Study text:
"""

COVID-19 Evidence Alerts
from McMaster PLUSTM

Current best evidence for clinical care (more info)

Manuscript Babalola OE, Bode CO, Ajayi AA, et al. Ivermectin shows clinical benefits in mild to moderate COVID19: A randomised controlled double-blind, dose-response study in Lagos. QJM. 2021 Feb 18. pii: 6143037. doi: 10.1093/qjmed/hcab035.

INTRODUCTION: In vitro studies have shown the efficacy of Ivermectin (IV) to inhibit the SARS-CoV-2 viral replication, but questions remained as to in-vivo applications. We set out to explore the efficacy and safety of Ivermectin in persons infected with COVID19.

METHODS: We conducted a translational proof of concept randomized, double blind placebo controlled, dose response and parallel group study of IV efficacy in RT-polymerase chain reaction proven COVID 19 positive patients. Sixty-two patients were randomized to three treatment groups. (A) IV 6 mg regime, (B) IV 12 mg regime (given Q84 h for 2 weeks) (C, control) Lopinavir/Ritonavir. All groups plus standard of Care.

"""

What you will do:
Answer these questions from the ivermectin study abstract above:
(a) In which city was the study carried out?
(b) How many patients were randomized?
(c) Which treatment did the control group receive?

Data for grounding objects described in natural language

"""

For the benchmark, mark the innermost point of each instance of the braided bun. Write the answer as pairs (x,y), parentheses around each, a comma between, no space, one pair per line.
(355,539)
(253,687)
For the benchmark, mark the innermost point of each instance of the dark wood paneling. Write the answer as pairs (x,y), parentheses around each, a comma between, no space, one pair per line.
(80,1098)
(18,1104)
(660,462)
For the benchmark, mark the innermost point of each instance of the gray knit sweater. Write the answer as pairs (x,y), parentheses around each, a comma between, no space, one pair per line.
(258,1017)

"""

Answer box:
(a) Lagos
(b) Sixty-two
(c) Lopinavir/Ritonavir, plus standard of care